(Beginning of Text segment)

Hacker News new | ask | show | jobs
by jayers 50 days ago
It's funny: publishing work offline in books and magazines is perhaps more anonymous in the age of AI.

I pasted in a number of passages from books on my bookshelf. Predictably, stuff that I read for my English degree in university is largely in the training data and easily identifiable. Stuff from regional authors or is slightly adjacent to the cultural mainstream makes no impression.

2 comments

To clarify, because a number of posts here sort of suggest the confusion:

the article here isn't about the LLM recognizing works that were in the training data. EG, The Old Man and the Sea off the shelf. It's about pegging the author of novel texts, like, say, some letter written by Hemmingway that gets discovered next week and was never before digitized.

Yes, that makes sense. However, unless there's a significant corpus of an author in the training data it won't recognize them. One of the author's that I fed into Claude was a passage from the book Leepike Ridge by ND Wilson. Wilson has written online and in print quite a bit, but Claude couldn't guess the author and guessed that it was a passage from a noir crime novel.

Wilson is a fairly idiosyncratic writer with a distinct style, yet even still Claude couldn't guess correctly from a currently published book.

I suspect that what's going on here (like other's are suggesting in this thread) is that Claude is in some way biased towards certain sets of authors by its training.

It is for now.

But I'm sure the scanning operations will start scouring the earth even harder for any books unaffected by slop containing niche knowledge and text in order for their models to have an edge over the ones trained only on pirate collections and the Internet.

I wonder if secondhand bookshops and deceased estates are seeing bulk buyers of their stock suddenly appearing. Maybe broke governments/municipalities will start selling them entire libraries and archives to ingest.

(End of Text segment)

What needs to be done = Print the part of the thread about AI guessing authors from "Wilson is a" up to and including "is for now.", word for word.

(Beginning of Given entries)

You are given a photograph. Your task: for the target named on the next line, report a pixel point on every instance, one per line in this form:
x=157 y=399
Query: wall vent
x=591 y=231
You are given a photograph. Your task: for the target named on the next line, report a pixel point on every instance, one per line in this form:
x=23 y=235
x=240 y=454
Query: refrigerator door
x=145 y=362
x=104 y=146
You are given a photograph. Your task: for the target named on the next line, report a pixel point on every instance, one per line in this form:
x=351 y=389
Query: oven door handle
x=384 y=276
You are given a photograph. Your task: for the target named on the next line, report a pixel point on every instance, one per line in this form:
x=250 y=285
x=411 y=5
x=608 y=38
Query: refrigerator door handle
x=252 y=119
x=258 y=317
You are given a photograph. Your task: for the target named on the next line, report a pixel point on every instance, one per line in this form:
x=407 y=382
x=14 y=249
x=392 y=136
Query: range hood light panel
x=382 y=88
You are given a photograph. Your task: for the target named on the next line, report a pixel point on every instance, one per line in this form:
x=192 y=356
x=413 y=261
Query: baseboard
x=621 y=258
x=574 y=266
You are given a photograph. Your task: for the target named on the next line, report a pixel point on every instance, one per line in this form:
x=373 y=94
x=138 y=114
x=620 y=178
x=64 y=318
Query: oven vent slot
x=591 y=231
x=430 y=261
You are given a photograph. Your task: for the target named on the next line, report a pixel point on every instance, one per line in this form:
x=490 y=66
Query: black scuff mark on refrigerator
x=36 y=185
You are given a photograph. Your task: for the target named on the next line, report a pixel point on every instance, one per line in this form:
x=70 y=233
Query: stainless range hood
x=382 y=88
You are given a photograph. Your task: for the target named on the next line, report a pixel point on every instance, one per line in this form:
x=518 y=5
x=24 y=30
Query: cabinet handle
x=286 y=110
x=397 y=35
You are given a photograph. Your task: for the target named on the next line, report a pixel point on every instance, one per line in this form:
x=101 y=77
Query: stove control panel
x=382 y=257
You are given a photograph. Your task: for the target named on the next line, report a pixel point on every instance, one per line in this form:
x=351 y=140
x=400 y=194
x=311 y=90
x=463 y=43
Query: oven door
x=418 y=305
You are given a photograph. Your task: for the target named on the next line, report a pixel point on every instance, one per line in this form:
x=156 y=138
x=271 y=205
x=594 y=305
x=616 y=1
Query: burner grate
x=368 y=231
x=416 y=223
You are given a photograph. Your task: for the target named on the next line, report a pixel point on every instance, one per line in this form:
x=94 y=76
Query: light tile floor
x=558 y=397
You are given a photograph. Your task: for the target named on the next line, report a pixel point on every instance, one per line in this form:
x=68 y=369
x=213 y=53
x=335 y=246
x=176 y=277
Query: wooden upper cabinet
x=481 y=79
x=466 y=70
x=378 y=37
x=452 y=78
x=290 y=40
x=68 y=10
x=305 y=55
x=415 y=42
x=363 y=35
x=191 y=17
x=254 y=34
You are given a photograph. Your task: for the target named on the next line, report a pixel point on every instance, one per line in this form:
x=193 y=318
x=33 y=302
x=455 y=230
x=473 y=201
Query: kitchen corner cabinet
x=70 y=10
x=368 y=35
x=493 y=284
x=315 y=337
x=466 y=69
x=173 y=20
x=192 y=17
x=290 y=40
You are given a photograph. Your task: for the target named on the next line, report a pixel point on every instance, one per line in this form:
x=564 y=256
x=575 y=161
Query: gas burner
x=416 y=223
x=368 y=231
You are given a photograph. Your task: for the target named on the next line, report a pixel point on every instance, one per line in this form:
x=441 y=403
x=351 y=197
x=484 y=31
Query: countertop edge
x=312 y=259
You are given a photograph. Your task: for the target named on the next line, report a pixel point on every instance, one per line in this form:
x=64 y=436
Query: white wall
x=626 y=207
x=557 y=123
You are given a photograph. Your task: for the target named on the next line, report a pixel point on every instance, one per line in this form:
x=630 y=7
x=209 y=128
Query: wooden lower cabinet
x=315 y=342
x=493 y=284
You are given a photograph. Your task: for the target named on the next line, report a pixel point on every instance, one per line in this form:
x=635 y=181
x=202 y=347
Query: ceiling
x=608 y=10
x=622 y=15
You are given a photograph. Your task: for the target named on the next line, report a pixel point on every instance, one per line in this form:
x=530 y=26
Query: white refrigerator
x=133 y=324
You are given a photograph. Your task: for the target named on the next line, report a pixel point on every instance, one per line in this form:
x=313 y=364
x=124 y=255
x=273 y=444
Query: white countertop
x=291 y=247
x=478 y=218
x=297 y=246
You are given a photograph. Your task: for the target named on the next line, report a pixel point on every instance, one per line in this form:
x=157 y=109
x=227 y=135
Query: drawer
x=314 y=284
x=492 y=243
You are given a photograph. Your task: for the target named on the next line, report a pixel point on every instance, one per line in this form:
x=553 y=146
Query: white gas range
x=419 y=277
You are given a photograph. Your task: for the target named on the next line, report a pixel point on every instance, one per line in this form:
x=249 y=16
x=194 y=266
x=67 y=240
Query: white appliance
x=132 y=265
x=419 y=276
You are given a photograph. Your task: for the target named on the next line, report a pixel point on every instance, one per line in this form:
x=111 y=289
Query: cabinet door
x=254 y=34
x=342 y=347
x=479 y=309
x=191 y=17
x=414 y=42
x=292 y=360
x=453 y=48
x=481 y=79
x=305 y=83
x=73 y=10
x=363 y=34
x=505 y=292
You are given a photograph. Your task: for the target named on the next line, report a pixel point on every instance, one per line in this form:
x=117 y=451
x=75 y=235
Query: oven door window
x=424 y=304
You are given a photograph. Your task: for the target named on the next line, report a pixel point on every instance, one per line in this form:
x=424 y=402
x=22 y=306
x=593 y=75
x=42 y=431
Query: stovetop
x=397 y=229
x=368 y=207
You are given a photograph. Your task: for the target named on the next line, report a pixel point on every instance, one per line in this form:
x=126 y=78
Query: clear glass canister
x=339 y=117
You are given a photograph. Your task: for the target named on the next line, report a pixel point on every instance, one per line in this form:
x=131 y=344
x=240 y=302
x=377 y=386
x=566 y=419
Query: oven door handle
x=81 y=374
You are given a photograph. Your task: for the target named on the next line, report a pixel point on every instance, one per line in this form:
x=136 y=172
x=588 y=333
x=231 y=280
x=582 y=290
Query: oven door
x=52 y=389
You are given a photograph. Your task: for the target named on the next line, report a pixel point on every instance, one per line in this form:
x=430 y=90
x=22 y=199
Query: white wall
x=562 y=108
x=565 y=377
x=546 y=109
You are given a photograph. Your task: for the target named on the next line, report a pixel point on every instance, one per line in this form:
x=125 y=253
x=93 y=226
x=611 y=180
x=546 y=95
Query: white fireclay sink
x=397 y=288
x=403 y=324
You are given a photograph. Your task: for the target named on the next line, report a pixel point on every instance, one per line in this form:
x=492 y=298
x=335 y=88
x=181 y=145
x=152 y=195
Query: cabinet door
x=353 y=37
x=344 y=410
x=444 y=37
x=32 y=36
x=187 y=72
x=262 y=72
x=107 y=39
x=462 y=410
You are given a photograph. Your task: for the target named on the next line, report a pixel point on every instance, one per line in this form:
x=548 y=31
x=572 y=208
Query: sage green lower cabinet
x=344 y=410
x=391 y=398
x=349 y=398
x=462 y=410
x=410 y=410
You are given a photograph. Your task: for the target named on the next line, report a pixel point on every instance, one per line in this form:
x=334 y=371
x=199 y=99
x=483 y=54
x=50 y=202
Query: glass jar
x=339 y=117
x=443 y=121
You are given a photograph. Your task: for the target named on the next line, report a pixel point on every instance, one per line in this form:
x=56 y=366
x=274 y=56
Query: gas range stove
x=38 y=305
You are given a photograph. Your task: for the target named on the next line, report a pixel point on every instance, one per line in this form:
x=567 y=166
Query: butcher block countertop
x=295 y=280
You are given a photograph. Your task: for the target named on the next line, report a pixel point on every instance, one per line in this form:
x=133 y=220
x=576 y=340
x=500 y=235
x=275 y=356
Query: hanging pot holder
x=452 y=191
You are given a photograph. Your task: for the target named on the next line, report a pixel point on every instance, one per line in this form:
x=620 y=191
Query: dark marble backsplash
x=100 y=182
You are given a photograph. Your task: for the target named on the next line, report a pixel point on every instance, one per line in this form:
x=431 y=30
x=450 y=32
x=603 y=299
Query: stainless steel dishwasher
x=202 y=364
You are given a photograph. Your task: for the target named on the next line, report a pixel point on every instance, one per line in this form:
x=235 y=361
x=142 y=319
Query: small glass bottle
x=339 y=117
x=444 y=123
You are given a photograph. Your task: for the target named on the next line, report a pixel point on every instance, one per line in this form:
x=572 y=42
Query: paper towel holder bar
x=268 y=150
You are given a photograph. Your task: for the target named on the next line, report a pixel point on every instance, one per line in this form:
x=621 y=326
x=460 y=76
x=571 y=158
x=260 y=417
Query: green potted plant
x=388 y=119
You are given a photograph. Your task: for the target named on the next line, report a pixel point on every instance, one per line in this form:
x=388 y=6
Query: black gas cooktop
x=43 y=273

(End of Given entries)

Exercise output =
Wilson is a fairly idiosyncratic writer with a distinct style, yet even still Claude couldn't guess correctly from a currently published book.

I suspect that what's going on here (like other's are suggesting in this thread) is that Claude is in some way biased towards certain sets of authors by its training.

It is for now.